═══ LISTED ENTRIES
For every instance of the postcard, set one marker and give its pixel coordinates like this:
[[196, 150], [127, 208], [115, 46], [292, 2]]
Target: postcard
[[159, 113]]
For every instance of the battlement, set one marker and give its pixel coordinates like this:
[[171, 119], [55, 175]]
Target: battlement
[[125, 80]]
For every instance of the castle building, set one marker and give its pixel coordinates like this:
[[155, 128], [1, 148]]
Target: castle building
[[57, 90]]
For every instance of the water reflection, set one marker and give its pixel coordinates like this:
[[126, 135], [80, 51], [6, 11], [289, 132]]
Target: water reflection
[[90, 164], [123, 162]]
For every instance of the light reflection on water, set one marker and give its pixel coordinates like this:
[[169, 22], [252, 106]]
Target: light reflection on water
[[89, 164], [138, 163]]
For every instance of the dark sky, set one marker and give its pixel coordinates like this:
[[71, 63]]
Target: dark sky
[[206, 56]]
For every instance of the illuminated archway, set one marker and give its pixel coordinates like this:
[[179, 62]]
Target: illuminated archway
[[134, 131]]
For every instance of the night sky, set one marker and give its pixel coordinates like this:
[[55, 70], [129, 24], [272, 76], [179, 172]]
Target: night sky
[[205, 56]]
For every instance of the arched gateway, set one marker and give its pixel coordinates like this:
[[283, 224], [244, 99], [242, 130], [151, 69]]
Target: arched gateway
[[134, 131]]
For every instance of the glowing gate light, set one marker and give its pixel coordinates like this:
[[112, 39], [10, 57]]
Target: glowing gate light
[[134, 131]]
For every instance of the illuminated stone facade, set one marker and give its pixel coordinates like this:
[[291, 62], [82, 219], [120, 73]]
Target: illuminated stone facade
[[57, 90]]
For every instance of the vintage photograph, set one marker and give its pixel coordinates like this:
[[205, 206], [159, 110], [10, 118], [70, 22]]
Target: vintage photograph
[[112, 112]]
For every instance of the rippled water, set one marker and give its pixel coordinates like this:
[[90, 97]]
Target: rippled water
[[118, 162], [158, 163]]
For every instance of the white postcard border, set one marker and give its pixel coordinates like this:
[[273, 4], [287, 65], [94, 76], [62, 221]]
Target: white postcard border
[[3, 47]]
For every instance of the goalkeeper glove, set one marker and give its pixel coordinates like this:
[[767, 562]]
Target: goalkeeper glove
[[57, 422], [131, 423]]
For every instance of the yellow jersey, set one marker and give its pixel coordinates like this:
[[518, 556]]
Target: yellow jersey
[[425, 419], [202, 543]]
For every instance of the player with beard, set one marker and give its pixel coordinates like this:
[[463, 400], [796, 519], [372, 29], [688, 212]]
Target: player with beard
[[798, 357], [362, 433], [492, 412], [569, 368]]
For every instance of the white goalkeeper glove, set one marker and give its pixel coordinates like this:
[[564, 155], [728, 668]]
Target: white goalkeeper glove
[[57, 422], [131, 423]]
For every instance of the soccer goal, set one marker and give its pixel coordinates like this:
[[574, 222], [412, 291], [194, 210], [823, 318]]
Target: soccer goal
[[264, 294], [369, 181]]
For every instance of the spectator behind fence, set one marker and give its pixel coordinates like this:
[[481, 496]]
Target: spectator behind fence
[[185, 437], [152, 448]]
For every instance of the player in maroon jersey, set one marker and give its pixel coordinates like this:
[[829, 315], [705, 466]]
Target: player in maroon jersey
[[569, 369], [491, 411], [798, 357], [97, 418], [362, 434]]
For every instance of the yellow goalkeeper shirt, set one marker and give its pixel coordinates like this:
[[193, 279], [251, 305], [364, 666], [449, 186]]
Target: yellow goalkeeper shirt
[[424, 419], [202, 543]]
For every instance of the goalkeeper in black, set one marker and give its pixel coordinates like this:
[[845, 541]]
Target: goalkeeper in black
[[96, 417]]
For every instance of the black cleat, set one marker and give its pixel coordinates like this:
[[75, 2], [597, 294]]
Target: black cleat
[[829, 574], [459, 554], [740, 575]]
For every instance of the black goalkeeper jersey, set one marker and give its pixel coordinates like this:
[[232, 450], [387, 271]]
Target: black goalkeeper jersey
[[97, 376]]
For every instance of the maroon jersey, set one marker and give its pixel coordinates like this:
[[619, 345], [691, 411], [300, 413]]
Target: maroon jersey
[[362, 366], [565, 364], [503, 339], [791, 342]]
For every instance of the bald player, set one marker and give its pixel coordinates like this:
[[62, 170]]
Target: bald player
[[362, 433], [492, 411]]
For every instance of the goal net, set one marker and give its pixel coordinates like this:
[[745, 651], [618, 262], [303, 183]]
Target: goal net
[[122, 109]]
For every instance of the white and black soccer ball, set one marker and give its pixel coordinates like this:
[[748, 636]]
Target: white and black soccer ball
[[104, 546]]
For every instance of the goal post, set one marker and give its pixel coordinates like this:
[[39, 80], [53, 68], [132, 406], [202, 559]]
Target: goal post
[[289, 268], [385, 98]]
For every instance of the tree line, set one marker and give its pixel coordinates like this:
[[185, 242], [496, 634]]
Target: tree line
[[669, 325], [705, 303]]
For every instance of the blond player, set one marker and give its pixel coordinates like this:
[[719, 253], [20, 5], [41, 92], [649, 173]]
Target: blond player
══════
# INSTRUCTION
Retype every item above word for word, from first to last.

# FINAL RESULT
For every instance of the postcard, set one marker and give its pixel coordinates like this:
[[196, 150], [127, 208], [115, 46], [292, 2]]
Target: postcard
[[159, 113]]
For every instance of the battlement, set one marker and give its pixel coordinates like this:
[[171, 119], [55, 175]]
Target: battlement
[[125, 80]]
For every instance of the castle building, set one marker and give its pixel coordinates like this:
[[155, 128], [1, 148]]
Target: castle building
[[57, 90]]
For every instance of the water reflection, set one marker and give its pixel coordinates like this:
[[126, 135], [80, 51], [6, 11], [289, 132]]
Target: water reflection
[[90, 164], [123, 162]]
For every instance of the light reflection on water, set one marker and give its pixel coordinates like this:
[[169, 22], [252, 106]]
Target: light reflection on water
[[89, 164], [138, 163]]
For every instance of the dark sky, set one marker and give its pixel coordinates like this:
[[71, 63]]
Target: dark sky
[[206, 56]]
For every instance of the illuminated archway, set one marker and give its pixel coordinates like this:
[[179, 62]]
Target: illuminated archway
[[134, 131]]
For every instance of the night sky, set one marker and give its pixel coordinates like this:
[[55, 70], [129, 24], [272, 76], [179, 172]]
Target: night sky
[[205, 56]]
For every instance of the arched gateway, set one marker and give its pixel coordinates like this:
[[283, 224], [244, 99], [242, 130], [151, 69]]
Target: arched gateway
[[134, 131]]
For every instance of the glowing gate light, set one marker and give its pixel coordinates like this:
[[112, 39], [10, 57]]
Target: glowing gate light
[[134, 131]]
For every instance of the illuminated stone facade, set one marker and give its pixel coordinates like this:
[[291, 62], [82, 219], [120, 73]]
Target: illuminated stone facade
[[57, 90]]
For every instance of the vintage photograph, set one marker and give its pixel coordinates like this:
[[205, 206], [159, 110], [10, 118], [70, 22]]
Target: vintage photograph
[[112, 112]]
For every instance of the rippled water, set one marker and give its pixel coordinates like this:
[[90, 97]]
Target: rippled water
[[118, 162], [158, 163]]
For every instance of the white postcard border, set one marker and give its pixel coordinates like this:
[[273, 4], [287, 65], [94, 76], [62, 221]]
Target: white postcard border
[[3, 47]]
For every instance of the goalkeeper glove, set one marker and give its pixel coordinates like this:
[[767, 562]]
Target: goalkeeper glove
[[57, 422], [131, 423]]
For every instance of the yellow jersey, set one marker and give its pixel coordinates like this:
[[518, 556]]
Target: yellow jersey
[[425, 419], [202, 543]]
For every instance of the player with beard, set one marker and give its pixel coordinates like this:
[[463, 400], [796, 519], [372, 29], [688, 212]]
Target: player with beard
[[798, 357], [362, 433], [492, 412], [569, 368]]
For every instance of the white goalkeeper glove, set one marker and give its pixel coordinates like this:
[[564, 155], [728, 668]]
Target: white goalkeeper glove
[[57, 422], [131, 423]]
For every instance of the soccer goal, set one marker and give its pixel coordinates like this:
[[574, 222], [412, 291], [194, 210], [823, 318]]
Target: soccer goal
[[264, 294], [369, 181]]
For every instance of the spectator behind fence, set one marker and give its pixel coordinates like this:
[[481, 496]]
Target: spectator behind fence
[[185, 437], [152, 448]]
For every instance of the player in maroon jersey, set one marker and give its pixel coordinates like this:
[[829, 315], [705, 466]]
Target: player in maroon jersey
[[569, 369], [491, 411], [798, 357], [97, 418], [362, 434]]
For every instance of the yellow goalkeeper shirt, set one marker and give its pixel coordinates like this:
[[193, 279], [251, 305], [364, 666], [449, 186]]
Target: yellow goalkeeper shirt
[[424, 419], [202, 543]]
For every instance of the goalkeeper in black, set one marker and give its pixel coordinates like this:
[[845, 541]]
Target: goalkeeper in black
[[96, 417]]
For every instance of the black cleat, set one marker and give its pixel coordinates like this:
[[75, 2], [597, 294]]
Target: black cleat
[[829, 574], [459, 554], [740, 575]]
For every instance of the black goalkeeper jersey, set one marker and give its pixel coordinates like this:
[[232, 450], [387, 271]]
Target: black goalkeeper jersey
[[97, 376]]
For every instance of the maroon jersey, set one marker and give its pixel coordinates like this:
[[619, 345], [691, 411], [300, 413]]
Target: maroon jersey
[[362, 366], [565, 364], [503, 339], [791, 342]]
For every instance of the bald player, set one marker and give its pixel coordinates like this:
[[62, 170]]
Target: bald player
[[362, 433], [492, 411]]
For every instance of the goal net, set one marker and give its pixel coordinates like this:
[[745, 651], [618, 262], [303, 183]]
Target: goal net
[[122, 109]]
For every instance of the white and black soccer ball, set one marker and give its pixel coordinates like this:
[[748, 636]]
Target: white and black soccer ball
[[104, 546]]
For every instance of the goal post, set one marker and give its pixel coordinates like this:
[[39, 80], [53, 68], [132, 406], [202, 559]]
Target: goal post
[[289, 268], [385, 98]]
For every instance of the tree line, set one marker and give its pixel coordinates like this:
[[185, 242], [496, 634]]
Target: tree line
[[669, 325], [705, 303]]
For every instance of the blond player, set one marker and give its pixel coordinates like this:
[[719, 253], [20, 5], [41, 92], [649, 173]]
Target: blond player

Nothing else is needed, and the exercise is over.